=== SOURCE EXTRACT ===
In JK v A Local Health Board, the Family Division of the High Court recently provided some useful narrative on the approach to be taken when considering the force-feeding of capacitous patients who are detained under the Mental Health Act and more generally on the use of section 63 MHA when treating patients against their will.
Facts in brief
JK was a 55-year-old male with a diagnosis of Autistic Spectrum Disorder (ASD) made later in life. At the time of the hearing, he was on remand for alleged murder. He had recently been transferred from prison to a secure hospital under section 48 MHA.
Since his detention in prison, JK had consistently stated that he wanted to die and intended to starve himself to death. He had refused food for 23 days but had started eating again shortly before the hearing as he wanted to attend court. He was considered to have capacity to make decisions about refusing food and had made a recent valid advance decision refusing medical intervention, even if his life was at risk. His treating consultants were very concerned about the impact of the refusal to eat and sought declarations from the court including a declaration that it would be lawful to force feed JK under section 63 of the MHA.
Evidence was heard from an independent consultant with expertise in ASD who expressed the view that JK had capacity to make decisions about whether to eat and whether to accept forcible feeding. He also considered that JK’s decision not to eat was a manifestation of his mental disorder.
The primary issue for the court to decide was whether the case fell within section 63 MHA which allows a patient to be given “medical treatment” for the mental disorder from which they are suffering without their consent being required. Medical treatment for mental disorder is described in section 145(4) MHA as medical treatment “the purpose of which is to alleviate, or prevent a worsening of, the disorder of one of more of its symptoms or manifestations.”
The court referred to existing case law which had already established the proposition that force-feeding can be treatment for a mental disorder. The question for the court to decide therefore was whether JK’s refusal to eat was a manifestation of his mental disorder. It was noted that the extent to which a situation falls within section 63 and section 145(4) can sometimes be difficult to ascertain.
Relying on the evidence of the independent consultant, the court held that JK’s refusal to contemplate any alternative paths and his rigid belief that refusing to eat was his only way forward, was a consequence of his autism and the case fell within section 63.

=== INSTRUCTIONS TO FOLLOW ===
Reproduce the case summary between "In JK v A Local" and "section 48 MHA.", inclusive, substituting "psychiatric hospital" for "secure hospital". The rows have no connection to the case summary.

=== RECORD SET ===

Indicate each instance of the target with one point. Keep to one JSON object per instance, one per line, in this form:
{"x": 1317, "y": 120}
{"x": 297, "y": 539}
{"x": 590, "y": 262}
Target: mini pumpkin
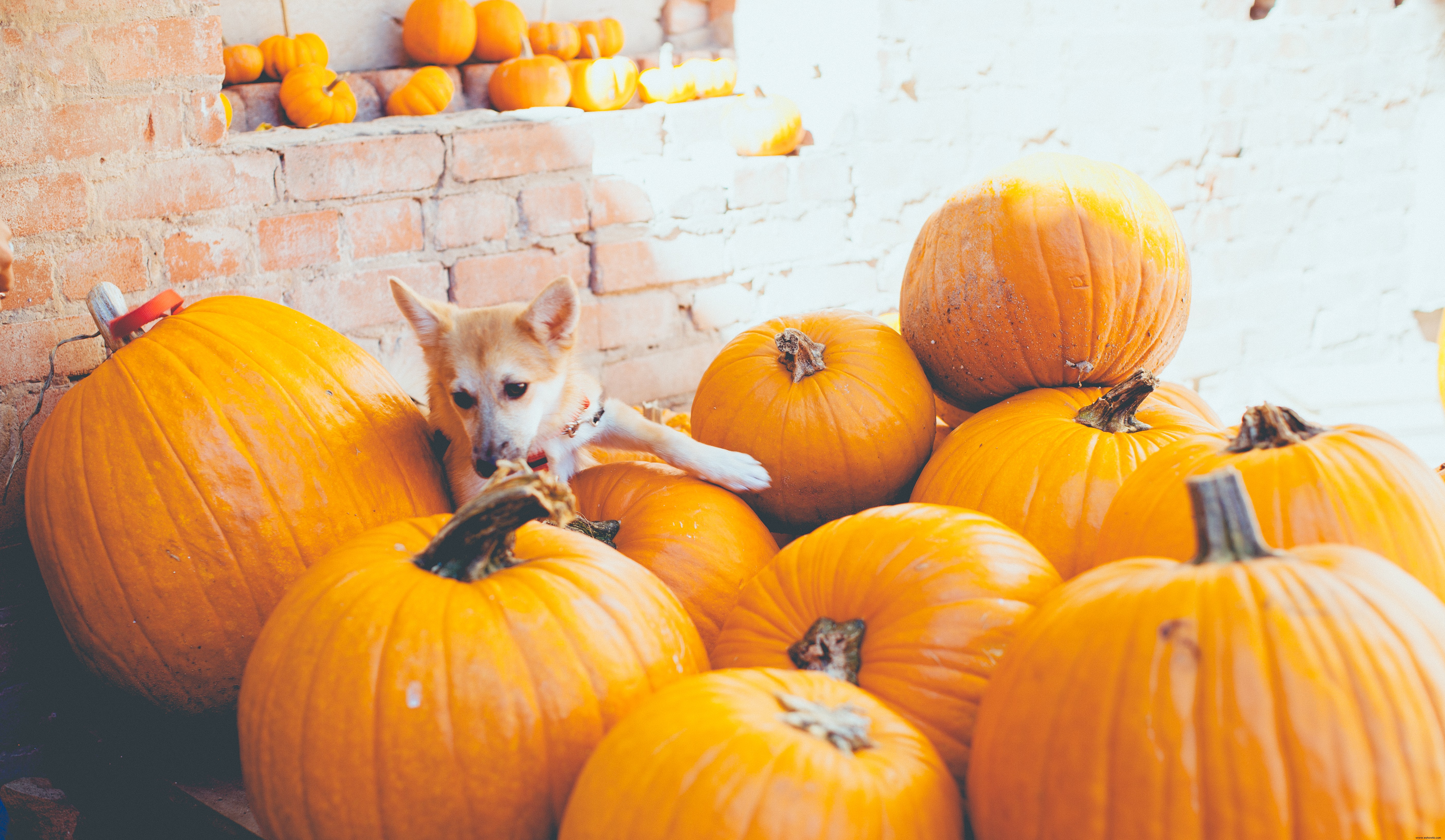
{"x": 314, "y": 96}
{"x": 911, "y": 602}
{"x": 428, "y": 92}
{"x": 833, "y": 404}
{"x": 440, "y": 31}
{"x": 243, "y": 63}
{"x": 1249, "y": 693}
{"x": 764, "y": 755}
{"x": 488, "y": 644}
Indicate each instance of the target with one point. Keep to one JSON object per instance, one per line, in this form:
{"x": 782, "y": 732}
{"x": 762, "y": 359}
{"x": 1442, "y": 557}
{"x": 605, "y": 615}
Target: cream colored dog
{"x": 505, "y": 385}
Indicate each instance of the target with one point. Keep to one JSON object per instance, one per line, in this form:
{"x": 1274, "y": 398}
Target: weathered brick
{"x": 164, "y": 48}
{"x": 191, "y": 186}
{"x": 206, "y": 252}
{"x": 44, "y": 203}
{"x": 515, "y": 275}
{"x": 649, "y": 262}
{"x": 356, "y": 301}
{"x": 116, "y": 261}
{"x": 473, "y": 217}
{"x": 303, "y": 239}
{"x": 363, "y": 167}
{"x": 618, "y": 201}
{"x": 384, "y": 228}
{"x": 521, "y": 148}
{"x": 556, "y": 209}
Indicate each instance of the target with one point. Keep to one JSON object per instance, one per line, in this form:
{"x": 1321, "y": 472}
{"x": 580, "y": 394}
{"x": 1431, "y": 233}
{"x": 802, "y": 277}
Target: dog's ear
{"x": 430, "y": 319}
{"x": 554, "y": 313}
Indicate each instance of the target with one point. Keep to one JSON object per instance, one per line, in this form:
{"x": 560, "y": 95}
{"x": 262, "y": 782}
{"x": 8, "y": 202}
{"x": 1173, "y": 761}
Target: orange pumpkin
{"x": 530, "y": 82}
{"x": 440, "y": 31}
{"x": 602, "y": 84}
{"x": 1245, "y": 695}
{"x": 284, "y": 54}
{"x": 764, "y": 755}
{"x": 188, "y": 481}
{"x": 486, "y": 644}
{"x": 761, "y": 125}
{"x": 500, "y": 31}
{"x": 609, "y": 34}
{"x": 1352, "y": 485}
{"x": 703, "y": 541}
{"x": 243, "y": 63}
{"x": 1048, "y": 462}
{"x": 833, "y": 404}
{"x": 314, "y": 96}
{"x": 1083, "y": 262}
{"x": 914, "y": 604}
{"x": 428, "y": 92}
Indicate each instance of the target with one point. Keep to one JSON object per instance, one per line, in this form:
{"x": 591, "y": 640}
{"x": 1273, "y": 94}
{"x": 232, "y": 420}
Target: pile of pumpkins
{"x": 1027, "y": 589}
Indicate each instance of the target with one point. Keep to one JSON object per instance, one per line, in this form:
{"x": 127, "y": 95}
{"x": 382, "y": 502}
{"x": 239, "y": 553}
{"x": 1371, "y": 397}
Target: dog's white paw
{"x": 737, "y": 472}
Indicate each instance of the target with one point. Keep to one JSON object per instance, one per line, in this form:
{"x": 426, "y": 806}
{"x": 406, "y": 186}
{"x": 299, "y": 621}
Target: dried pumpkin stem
{"x": 1269, "y": 427}
{"x": 800, "y": 353}
{"x": 1224, "y": 523}
{"x": 833, "y": 648}
{"x": 844, "y": 726}
{"x": 1115, "y": 411}
{"x": 479, "y": 538}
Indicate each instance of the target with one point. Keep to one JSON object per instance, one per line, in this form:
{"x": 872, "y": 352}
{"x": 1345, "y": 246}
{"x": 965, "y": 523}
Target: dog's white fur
{"x": 480, "y": 359}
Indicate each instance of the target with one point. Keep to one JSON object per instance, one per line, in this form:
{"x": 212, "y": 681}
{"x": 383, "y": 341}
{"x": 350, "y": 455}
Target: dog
{"x": 505, "y": 385}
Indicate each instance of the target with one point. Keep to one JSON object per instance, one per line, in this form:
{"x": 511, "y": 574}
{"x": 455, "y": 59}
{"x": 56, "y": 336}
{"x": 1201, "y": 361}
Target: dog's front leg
{"x": 623, "y": 429}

=== RESPONSE ===
In JK v A Local Health Board, the Family Division of the High Court recently provided some useful narrative on the approach to be taken when considering the force-feeding of capacitous patients who are detained under the Mental Health Act and more generally on the use of section 63 MHA when treating patients against their will.
Facts in brief
JK was a 55-year-old male with a diagnosis of Autistic Spectrum Disorder (ASD) made later in life. At the time of the hearing, he was on remand for alleged murder. He had recently been transferred from prison to a psychiatric hospital under section 48 MHA.